- DIRECTIVE: Repeat word for word the part of the restaurant passage that runs from "I got to meet" up to and including "the greatest thing.".

- DOCUMENT PASSAGE:
▶
TRY NOT TO BURN YOUR RESTAURANT DOWN

I took a $10-per-hour pay cut to work at La Palette. That’s how badly I wanted to work there. It was a ragtag team with only three cooks on weekends and two during the week, and if you were lucky you had one dishwasher during your shift who was typically one of your buddies doing it for beer money. This cook named Ben was supposed to show me the ropes. He asked me if I knew how to make soup. I asked him what kind of soup. He told me that they needed a soup of the day, so any kind. I know how to make soup, you fucking idiot. I just spent the last three years of my life working at one of the best French restaurants in Canada, you hippie fucking loser.

Mike Harrington, one of the chefs at Le Sélect, and Shamez Amlani, one of the bar managers, both left Le Sélect to open La Palette before I started. All I heard about them is that they opened up this bohemian, punk, magical bistro in Kensington Market. One story was that they had in the vast, deep, dark belly of Le Sélect, in the wine cellar, a cigar box full of magic mushrooms that they would dose each other with constantly. I always tried to look for it when I was working or to see if they forgot about a few of them. Who knows if it was true. All I knew is that I wanted to work for these guys one day.

Unfortunately, Mike left before I started there to open La Palette in Mexico—a bed and breakfast. I didn’t meet him until my last year at the restaurant. During my time at La Palette, Shamez was my boss. He was emotional in the best and worst ways. He loved you, and he would take care of you, shower you in absinthe and vintage punk records; then he would verbally assault you if you ran out of one single slice of Morbier for the cheese plate.

Shamez stood up for himself and what he believed in. Before bike lanes were a civic issue, he and his merry men and women would be out on the streets, in ski masks, spray painting bike lanes around downtown Toronto and trying to get the lanes officially adopted. He started what became Pedestrian Sundays in Kensington Market. I enjoyed working for him. Every year Shamez would get a car from the dump, paint it white, leave it in front of the restaurant for a week for the neighbors and anyone visiting Kensington Market to sign, and then march it to the front of city hall as an act of protest. One time, when we were drunk and in the restaurant’s patio late at night, Shamez pulled up in the annual car and stood on the hood, yelling about how much he hated them. Shamez was an anti-car man. My buddies and I ran up to the car and started hitting it. I punched through the window and blood started squirting out of my forearm. I went to the basement of La Palette, pulled out as much glass as I could, and taped it up with duct tape. I think that was on Trish’s birthday. I love you, Trish.

I got to meet so many great people: Maria, Jennifer Castle, Dave Clark, Andrew Artedio, Lenny Miller, Kungfu, Kelsey, Michael J., Brook, Shelly, Joe, Missy, and Sam Higgs, aka Mudman—a tree-hugging, white Rasta guy who really is the best even though he has dreads.

At La Palette, we were allowed to have drinks but had to keep a tab on a piece of paper behind the bar. Many times I would work two weeks and end up owing more than my paycheck. On Saturday nights we would hang out at the restaurant after service and party until four or five in the morning, get a few hours of sleep, and then come back in for brunch at eight. Service started at ten. We would finish the last orders at three in the afternoon, wrap up our stations by 3:30, and then get annihilated on the patio. Summertime was the greatest thing.
◀
- INFORMATION SUPPLIED:
▶
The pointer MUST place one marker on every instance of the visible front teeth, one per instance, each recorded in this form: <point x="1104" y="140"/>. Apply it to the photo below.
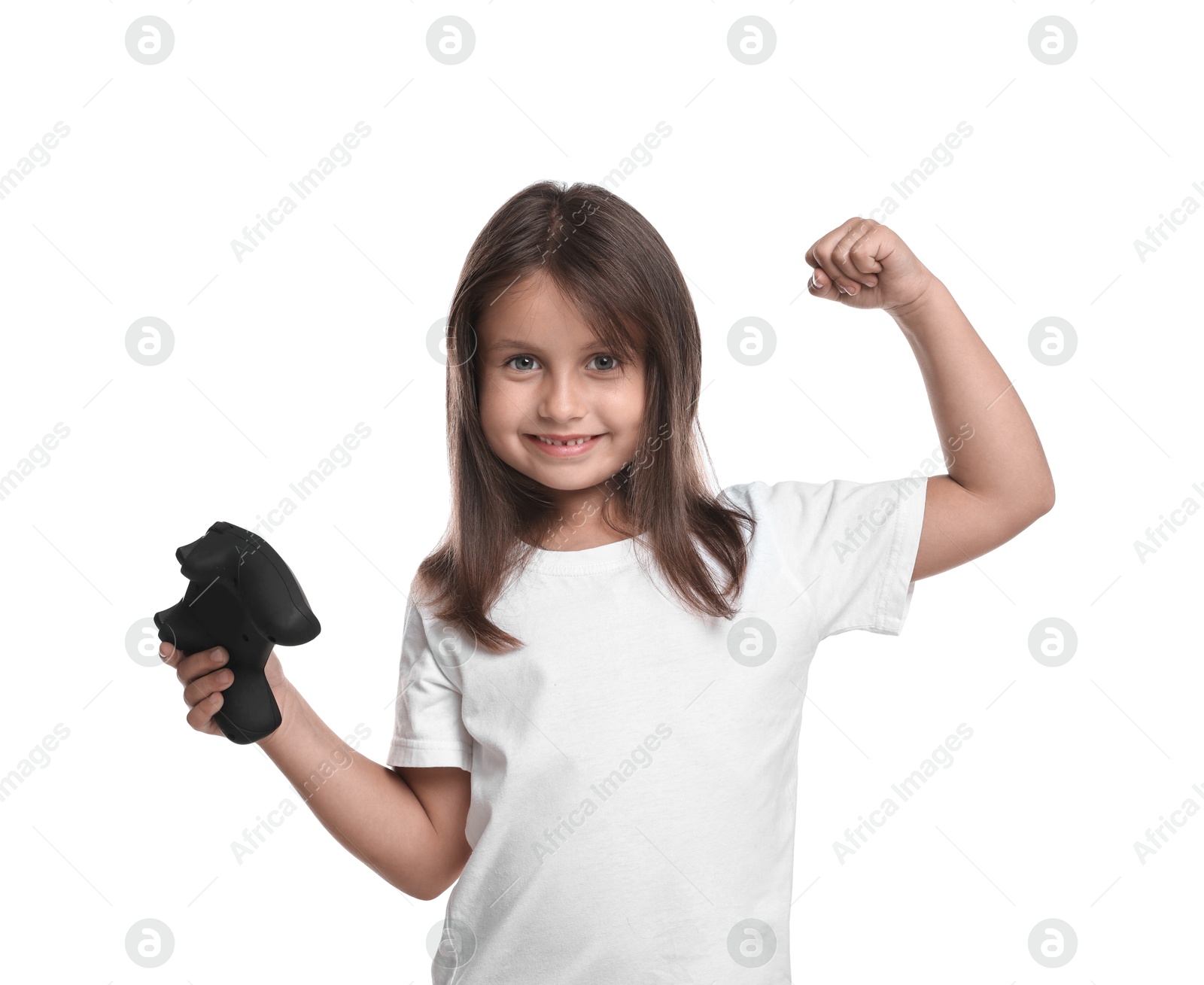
◀
- OUTPUT FOR THIS EXERCISE:
I got to meet so many great people: Maria, Jennifer Castle, Dave Clark, Andrew Artedio, Lenny Miller, Kungfu, Kelsey, Michael J., Brook, Shelly, Joe, Missy, and Sam Higgs, aka Mudman—a tree-hugging, white Rasta guy who really is the best even though he has dreads.

At La Palette, we were allowed to have drinks but had to keep a tab on a piece of paper behind the bar. Many times I would work two weeks and end up owing more than my paycheck. On Saturday nights we would hang out at the restaurant after service and party until four or five in the morning, get a few hours of sleep, and then come back in for brunch at eight. Service started at ten. We would finish the last orders at three in the afternoon, wrap up our stations by 3:30, and then get annihilated on the patio. Summertime was the greatest thing.